▶ _Aim_
According to the post about rewriting advertising copy, what is the title of the short story collection?

══ Extract to read

Yesterday I read the proposed advertising copy for a collection of short stories that I wrote and which will be released in about four months (Miss Budge In Love).


At first I liked the copy block. Then, I read it a second time and began to see that the ideas did not join together logically. The ideas leap-frogged from one sentence to the next without a joiner that bridged them for the reader.



On the third reading underneath all that ego-pleasing praise I identified word choices that suited a non-fiction self-help book better than a collection of mostly humorous short stories intended to prompt readers to laugh at my featured character and at themselves. The tone of the words should match the character of the product.



When I tried to name what was wrong, it occurred to me that I was looking at a verbal equivalent of the game Hopscotch where the player jumps from one number to the next but the pattern of numbers usually written in chalk on a sidewalk don't make a meaningful shape. Further, the player--in this case, the copy block that was supposed to position my product in the marketplace-- was trying to find a balance on one leg and wouldn't last for long. If I had used that copy block my book wouldn't have had a very long life because if sales depended on that description it couldn't stand up in a marketplace for long.

I want my product to have the longest shelf life possible. I want every aspect of the promotion of it to be the best I can produce or oversee. Yesterday, I thought that the tone, word choice, and shape of my promotional copy wasn't strong enough to represent my work competitively in the marketplace of selling books.

I rewrote the copy and substituted all of it. I am still paying the copywriter because the hired writer did the best he could; however, I don't think the final product is supports my purposes--to sell books--so I won't use it.

That's not arrogance. It's not vanity. It's business.
And that's what this blog will be about. Whatever your trade--however you plan to earn money--you will need to have a greater command of how you use words.

This column will offer tips and perspectives to help everyone who is in business to understand the dynamics of writing in basic, daily ways in order to become a more professional writer and, consequently, as night follows day, more profitable in your work when you do.

════
══ Stored records

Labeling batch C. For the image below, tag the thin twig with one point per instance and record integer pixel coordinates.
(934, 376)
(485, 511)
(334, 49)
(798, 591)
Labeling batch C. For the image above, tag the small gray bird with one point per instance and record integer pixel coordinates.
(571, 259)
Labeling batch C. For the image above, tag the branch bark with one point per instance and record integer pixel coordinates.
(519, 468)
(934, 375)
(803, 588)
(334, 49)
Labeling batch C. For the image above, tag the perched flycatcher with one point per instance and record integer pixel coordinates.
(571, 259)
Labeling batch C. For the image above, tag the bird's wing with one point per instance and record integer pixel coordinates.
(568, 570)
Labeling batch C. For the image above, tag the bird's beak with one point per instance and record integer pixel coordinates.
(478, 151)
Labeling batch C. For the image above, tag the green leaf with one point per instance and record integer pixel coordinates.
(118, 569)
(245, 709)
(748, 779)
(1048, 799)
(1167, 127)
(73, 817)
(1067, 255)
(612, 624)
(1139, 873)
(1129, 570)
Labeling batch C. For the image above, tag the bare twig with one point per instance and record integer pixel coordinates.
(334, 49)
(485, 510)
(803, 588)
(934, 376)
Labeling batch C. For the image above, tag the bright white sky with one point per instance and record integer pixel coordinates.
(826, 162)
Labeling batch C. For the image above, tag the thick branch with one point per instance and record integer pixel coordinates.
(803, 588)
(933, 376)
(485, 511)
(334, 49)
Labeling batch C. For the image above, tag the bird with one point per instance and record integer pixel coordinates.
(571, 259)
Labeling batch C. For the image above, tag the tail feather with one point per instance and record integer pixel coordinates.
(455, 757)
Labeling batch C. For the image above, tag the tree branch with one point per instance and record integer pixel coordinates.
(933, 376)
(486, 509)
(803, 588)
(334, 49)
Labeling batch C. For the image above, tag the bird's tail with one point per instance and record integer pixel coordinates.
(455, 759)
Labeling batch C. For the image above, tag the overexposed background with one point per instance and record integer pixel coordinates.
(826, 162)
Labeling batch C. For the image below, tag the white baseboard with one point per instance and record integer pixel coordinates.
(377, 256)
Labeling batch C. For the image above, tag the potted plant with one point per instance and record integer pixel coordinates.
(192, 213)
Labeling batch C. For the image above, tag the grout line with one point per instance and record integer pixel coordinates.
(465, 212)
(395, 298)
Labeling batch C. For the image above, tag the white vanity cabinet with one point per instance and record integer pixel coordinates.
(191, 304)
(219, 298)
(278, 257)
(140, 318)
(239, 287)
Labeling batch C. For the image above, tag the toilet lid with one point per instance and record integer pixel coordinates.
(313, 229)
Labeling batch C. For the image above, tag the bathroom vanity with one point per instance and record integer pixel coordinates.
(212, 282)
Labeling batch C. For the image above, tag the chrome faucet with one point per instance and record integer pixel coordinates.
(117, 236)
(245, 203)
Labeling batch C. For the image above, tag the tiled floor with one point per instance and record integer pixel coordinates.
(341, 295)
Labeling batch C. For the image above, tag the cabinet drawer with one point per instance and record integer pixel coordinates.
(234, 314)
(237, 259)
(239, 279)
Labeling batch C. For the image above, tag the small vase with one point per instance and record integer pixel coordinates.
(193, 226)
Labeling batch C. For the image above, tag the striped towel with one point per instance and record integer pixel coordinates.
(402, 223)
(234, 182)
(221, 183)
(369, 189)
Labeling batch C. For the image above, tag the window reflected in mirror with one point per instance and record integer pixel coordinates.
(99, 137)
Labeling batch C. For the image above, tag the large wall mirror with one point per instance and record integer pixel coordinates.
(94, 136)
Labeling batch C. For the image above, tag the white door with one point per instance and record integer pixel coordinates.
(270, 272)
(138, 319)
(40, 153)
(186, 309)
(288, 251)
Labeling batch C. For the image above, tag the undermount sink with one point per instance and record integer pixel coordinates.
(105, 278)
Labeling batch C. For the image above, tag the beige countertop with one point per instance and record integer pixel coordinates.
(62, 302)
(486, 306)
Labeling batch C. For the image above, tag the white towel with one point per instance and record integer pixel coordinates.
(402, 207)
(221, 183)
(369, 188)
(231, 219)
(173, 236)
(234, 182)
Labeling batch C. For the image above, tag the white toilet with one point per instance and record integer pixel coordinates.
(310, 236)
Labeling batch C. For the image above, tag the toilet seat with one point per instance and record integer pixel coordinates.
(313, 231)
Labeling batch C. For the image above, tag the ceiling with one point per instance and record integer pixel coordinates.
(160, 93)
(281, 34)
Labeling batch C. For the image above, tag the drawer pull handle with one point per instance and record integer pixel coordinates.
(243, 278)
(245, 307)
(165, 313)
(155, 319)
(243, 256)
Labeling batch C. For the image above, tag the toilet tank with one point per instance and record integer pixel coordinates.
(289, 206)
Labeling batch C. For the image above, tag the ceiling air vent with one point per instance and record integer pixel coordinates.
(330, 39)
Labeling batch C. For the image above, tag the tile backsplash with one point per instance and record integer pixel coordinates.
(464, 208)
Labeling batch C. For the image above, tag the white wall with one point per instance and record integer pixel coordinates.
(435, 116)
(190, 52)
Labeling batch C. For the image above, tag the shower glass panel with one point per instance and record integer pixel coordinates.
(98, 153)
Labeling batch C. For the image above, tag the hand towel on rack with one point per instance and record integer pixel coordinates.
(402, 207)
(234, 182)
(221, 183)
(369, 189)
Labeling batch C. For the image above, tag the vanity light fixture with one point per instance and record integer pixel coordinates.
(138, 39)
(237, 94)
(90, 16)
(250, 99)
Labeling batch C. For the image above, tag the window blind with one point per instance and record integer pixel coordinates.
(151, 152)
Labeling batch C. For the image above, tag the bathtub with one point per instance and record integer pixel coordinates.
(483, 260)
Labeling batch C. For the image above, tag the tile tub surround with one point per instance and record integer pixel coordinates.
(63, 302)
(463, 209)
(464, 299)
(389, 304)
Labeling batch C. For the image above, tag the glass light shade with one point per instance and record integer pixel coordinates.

════

▶ _Exercise response_
Miss Budge In Love